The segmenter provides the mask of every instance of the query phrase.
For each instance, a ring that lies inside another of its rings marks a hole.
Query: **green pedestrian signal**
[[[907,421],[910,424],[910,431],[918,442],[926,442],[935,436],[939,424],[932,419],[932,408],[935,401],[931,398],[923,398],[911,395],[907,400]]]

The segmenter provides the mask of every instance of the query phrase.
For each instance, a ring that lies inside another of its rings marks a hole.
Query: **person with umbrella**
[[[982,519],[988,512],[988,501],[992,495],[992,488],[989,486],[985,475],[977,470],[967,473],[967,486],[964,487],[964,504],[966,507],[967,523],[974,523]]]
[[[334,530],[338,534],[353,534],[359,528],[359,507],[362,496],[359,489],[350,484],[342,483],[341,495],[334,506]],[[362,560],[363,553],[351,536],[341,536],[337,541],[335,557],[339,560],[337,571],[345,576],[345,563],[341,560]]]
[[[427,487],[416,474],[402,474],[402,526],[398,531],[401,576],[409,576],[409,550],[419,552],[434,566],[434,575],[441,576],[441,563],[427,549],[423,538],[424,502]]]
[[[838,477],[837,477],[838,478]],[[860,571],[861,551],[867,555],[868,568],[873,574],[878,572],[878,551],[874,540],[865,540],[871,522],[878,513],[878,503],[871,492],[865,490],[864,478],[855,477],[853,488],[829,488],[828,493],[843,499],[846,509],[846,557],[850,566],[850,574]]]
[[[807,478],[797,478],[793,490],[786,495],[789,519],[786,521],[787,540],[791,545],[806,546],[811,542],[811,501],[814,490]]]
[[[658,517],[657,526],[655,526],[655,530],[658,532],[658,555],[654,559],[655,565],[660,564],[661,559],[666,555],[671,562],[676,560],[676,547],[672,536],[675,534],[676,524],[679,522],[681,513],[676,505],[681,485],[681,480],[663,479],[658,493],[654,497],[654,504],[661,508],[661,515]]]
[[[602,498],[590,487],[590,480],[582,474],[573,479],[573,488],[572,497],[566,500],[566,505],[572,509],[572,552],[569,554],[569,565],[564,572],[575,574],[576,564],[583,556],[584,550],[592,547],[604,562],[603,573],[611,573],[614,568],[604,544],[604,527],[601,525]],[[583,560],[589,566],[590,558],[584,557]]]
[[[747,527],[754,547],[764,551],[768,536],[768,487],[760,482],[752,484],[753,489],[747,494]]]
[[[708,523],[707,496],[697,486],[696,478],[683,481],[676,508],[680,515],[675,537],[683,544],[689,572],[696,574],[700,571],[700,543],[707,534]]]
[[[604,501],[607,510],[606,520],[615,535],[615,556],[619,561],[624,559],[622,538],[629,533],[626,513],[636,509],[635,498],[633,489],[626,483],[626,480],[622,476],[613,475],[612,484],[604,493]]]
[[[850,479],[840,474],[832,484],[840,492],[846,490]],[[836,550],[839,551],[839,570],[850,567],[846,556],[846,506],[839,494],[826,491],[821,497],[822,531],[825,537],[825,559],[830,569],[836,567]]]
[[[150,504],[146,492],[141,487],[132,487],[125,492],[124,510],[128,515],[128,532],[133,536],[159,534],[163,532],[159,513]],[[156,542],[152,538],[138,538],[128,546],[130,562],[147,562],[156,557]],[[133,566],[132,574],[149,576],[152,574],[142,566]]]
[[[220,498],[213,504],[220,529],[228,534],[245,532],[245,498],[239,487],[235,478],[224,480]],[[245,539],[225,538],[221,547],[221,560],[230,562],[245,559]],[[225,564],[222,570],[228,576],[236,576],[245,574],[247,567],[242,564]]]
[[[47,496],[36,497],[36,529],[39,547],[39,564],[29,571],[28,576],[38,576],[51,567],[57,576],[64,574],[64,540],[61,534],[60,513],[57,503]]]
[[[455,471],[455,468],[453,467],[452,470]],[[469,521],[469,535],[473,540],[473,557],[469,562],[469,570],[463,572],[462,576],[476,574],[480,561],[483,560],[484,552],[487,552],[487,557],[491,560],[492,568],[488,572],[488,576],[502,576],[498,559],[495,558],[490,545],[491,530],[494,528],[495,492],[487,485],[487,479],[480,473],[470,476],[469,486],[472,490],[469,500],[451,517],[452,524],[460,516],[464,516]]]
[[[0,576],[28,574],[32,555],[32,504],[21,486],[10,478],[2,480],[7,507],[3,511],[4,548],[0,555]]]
· · · ·
● **To do**:
The full set of entries should be copied out exactly as given.

● **Output of the task**:
The segmenter provides the mask of every instance of the query phrase.
For each instance, a ring that lies inside another of its rings marks a hole.
Query: **green pedestrian signal**
[[[907,421],[910,424],[910,431],[918,442],[926,442],[935,436],[939,424],[932,419],[932,408],[935,401],[931,398],[923,398],[911,395],[907,400]]]

The segmenter provides the mask of every instance of the query phrase.
For each instance, a ring that lies inside another of its rings marks a hole.
Query: **person with umbrella**
[[[982,519],[988,512],[988,501],[992,495],[992,488],[989,486],[985,475],[977,470],[967,473],[967,486],[964,487],[964,504],[966,507],[967,523],[974,523]]]
[[[334,530],[338,534],[353,534],[359,528],[359,507],[362,496],[359,489],[350,484],[342,483],[341,495],[334,506]],[[362,560],[363,553],[351,536],[341,536],[337,541],[335,557],[339,560],[337,571],[345,576],[345,563],[341,560]]]
[[[427,487],[416,474],[402,474],[402,526],[398,531],[401,576],[409,576],[409,550],[419,552],[434,566],[434,575],[441,576],[441,563],[427,549],[423,538],[424,502]]]
[[[838,477],[837,477],[838,478]],[[860,571],[861,551],[867,555],[868,568],[873,574],[878,572],[878,551],[874,540],[865,540],[871,522],[878,513],[878,503],[871,492],[865,490],[864,478],[855,477],[853,488],[829,488],[828,493],[843,499],[846,509],[846,557],[850,566],[850,574]]]
[[[807,478],[797,478],[793,490],[786,495],[789,519],[786,521],[787,540],[791,545],[806,546],[811,542],[811,501],[814,490]]]
[[[658,517],[657,526],[655,526],[655,530],[658,532],[658,555],[654,559],[655,565],[660,564],[661,559],[666,555],[671,562],[676,560],[676,547],[672,536],[675,534],[676,524],[679,522],[681,513],[676,505],[681,485],[681,480],[663,479],[658,493],[654,497],[654,504],[661,508],[661,515]]]
[[[602,498],[590,487],[590,480],[582,474],[573,479],[573,488],[572,497],[566,500],[566,505],[572,509],[572,552],[569,554],[569,565],[564,572],[575,574],[576,564],[583,556],[584,550],[592,547],[604,562],[603,573],[611,573],[614,568],[604,544],[604,527],[601,525]],[[583,560],[589,566],[590,558],[584,557]]]
[[[747,527],[754,547],[764,551],[768,536],[768,487],[760,482],[752,484],[753,489],[747,494]]]
[[[708,523],[707,496],[697,486],[696,478],[683,481],[676,508],[680,515],[675,537],[683,544],[689,572],[696,574],[700,571],[700,543],[707,534]]]
[[[604,501],[607,510],[606,520],[615,535],[615,556],[619,561],[624,559],[622,538],[629,533],[626,513],[636,509],[635,498],[633,489],[626,483],[626,480],[622,476],[613,475],[612,484],[604,493]]]
[[[850,479],[840,474],[832,484],[840,492],[846,490]],[[836,550],[839,551],[839,570],[850,567],[846,556],[846,506],[839,494],[826,491],[821,497],[822,531],[825,537],[825,559],[830,569],[836,567]]]
[[[150,504],[146,492],[141,487],[132,487],[125,492],[124,510],[128,515],[128,532],[133,536],[159,534],[163,532],[159,513]],[[156,542],[152,538],[138,538],[128,546],[130,562],[147,562],[156,557]],[[133,566],[132,574],[149,576],[152,574],[142,566]]]
[[[220,498],[213,504],[220,529],[228,534],[245,532],[245,498],[239,487],[235,478],[224,480]],[[245,539],[225,538],[221,547],[221,560],[230,562],[245,559]],[[225,564],[222,570],[228,576],[236,576],[245,574],[247,567],[242,564]]]
[[[47,496],[36,497],[36,529],[39,547],[39,564],[29,571],[28,576],[38,576],[51,567],[57,576],[64,574],[64,540],[61,534],[60,513],[57,503]]]
[[[455,471],[455,468],[453,467],[452,470]],[[469,521],[469,535],[473,540],[473,557],[469,562],[469,570],[463,572],[462,576],[476,574],[480,561],[483,560],[484,552],[487,552],[487,557],[491,560],[492,568],[488,572],[488,576],[502,576],[498,559],[495,558],[490,545],[491,530],[494,528],[495,492],[487,485],[487,479],[480,473],[470,476],[469,486],[472,490],[469,500],[451,517],[452,524],[460,516],[464,516]]]
[[[0,576],[28,574],[32,555],[32,504],[21,486],[10,478],[2,480],[7,507],[3,511],[4,548],[0,555]]]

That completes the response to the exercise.